The future of Serialization

Peter Firmstone peter.firmstone at zeus.net.au
Mon Aug 11 10:18:28 UTC 2014


On 11/08/2014 8:12 PM, Peter Firmstone wrote:
> Brian,
>
> Thanks for picking up on my frustration ;)
>
> I have something in mind for Serializable2 to address cyclic data 
> structures and the possibility of independant evolution of super and 
> child classes, while retaining a relatively clean public api, with one 
> optional private method.  The methods and interfaces proposed are 
> suitable for any alternative ObjectInput and ObjectOutput implementation.
>
> An interface exists in Apache River, it's called Startable, it has one 
> method:
>
> public void start() throws Exception;
>
> It's called by a framework to allow an Object to start threads, 
> publish "this" or throw an exception after construction.  The intent 
> is to allow an object to be immutable with final fields and be 
> provided with a thread of execution after construction and before 
> publication.
>
> Something similar can be used to wire up circular relations, let met 
> explain:
>
> Every class that implements Serializable has one thing in common, the 
> Serialization protocol and every Object instance of a Serializable 
> class has an arbitrary serial form.
____________
» **What is asked**:
A – Reproduce the serialization post starting with "The future of" and going on through "my frustration ;)", swapping "frustration" for "impatience".
B – Answer these questions about the serialization post:
(i) What is the interface in Apache River called?
(ii) What date and time are given on the post?
(iii) How many optional private methods does the proposed Serializable2 public API include?
C – Can you rewrite the paragraph of the serialization post that begins "It's called by a framework" more briefly, keeping its main facts?

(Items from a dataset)
____________
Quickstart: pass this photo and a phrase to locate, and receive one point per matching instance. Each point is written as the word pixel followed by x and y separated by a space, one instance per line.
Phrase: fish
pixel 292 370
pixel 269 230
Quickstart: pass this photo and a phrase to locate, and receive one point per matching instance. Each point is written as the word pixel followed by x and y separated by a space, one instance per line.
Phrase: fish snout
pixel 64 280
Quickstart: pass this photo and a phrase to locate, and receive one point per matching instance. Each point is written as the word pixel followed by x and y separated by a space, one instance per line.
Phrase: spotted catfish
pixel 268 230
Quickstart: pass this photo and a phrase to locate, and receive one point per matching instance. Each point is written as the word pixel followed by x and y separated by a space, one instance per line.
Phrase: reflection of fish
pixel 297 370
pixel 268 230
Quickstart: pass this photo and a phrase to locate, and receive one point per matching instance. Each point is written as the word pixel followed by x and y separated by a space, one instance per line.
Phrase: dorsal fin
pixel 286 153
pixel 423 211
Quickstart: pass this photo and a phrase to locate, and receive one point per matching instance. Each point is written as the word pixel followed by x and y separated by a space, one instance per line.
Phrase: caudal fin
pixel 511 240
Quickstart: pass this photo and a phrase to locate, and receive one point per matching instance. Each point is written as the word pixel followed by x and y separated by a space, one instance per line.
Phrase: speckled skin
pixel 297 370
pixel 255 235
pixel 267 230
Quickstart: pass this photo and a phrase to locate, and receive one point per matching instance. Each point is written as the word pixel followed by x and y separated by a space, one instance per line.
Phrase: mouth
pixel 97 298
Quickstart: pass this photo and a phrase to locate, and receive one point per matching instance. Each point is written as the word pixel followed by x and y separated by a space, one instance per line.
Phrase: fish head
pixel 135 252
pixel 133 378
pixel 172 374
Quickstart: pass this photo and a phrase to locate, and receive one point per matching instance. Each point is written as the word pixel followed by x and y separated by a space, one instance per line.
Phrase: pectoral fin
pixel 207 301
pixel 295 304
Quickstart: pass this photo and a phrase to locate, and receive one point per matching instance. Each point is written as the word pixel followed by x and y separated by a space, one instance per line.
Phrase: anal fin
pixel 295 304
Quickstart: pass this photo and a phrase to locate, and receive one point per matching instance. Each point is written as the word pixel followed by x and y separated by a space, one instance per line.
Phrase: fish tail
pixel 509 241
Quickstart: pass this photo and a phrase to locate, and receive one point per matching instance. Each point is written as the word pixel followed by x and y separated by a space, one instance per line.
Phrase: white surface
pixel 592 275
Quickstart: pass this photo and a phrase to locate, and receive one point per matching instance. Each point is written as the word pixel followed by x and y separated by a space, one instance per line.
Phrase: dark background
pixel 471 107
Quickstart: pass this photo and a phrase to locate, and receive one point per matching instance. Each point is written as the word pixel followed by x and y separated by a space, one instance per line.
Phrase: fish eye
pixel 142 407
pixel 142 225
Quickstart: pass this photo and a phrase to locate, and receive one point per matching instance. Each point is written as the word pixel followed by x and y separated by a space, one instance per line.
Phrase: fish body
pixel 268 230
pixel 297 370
____________
» **The responses**:
A –
The future of Serialization

Peter Firmstone peter.firmstone at zeus.net.au
Mon Aug 11 10:18:28 UTC 2014


On 11/08/2014 8:12 PM, Peter Firmstone wrote:
> Brian,
>
> Thanks for picking up on my impatience ;)

B –
(i) Startable
(ii) Mon Aug 11 10:18:28 UTC 2014
(iii) One

C – A framework calls it so an object can start threads, publish "this," or throw an exception after construction. The aim is for an object to be immutable, with final fields, and still receive a thread of execution after construction and before publication.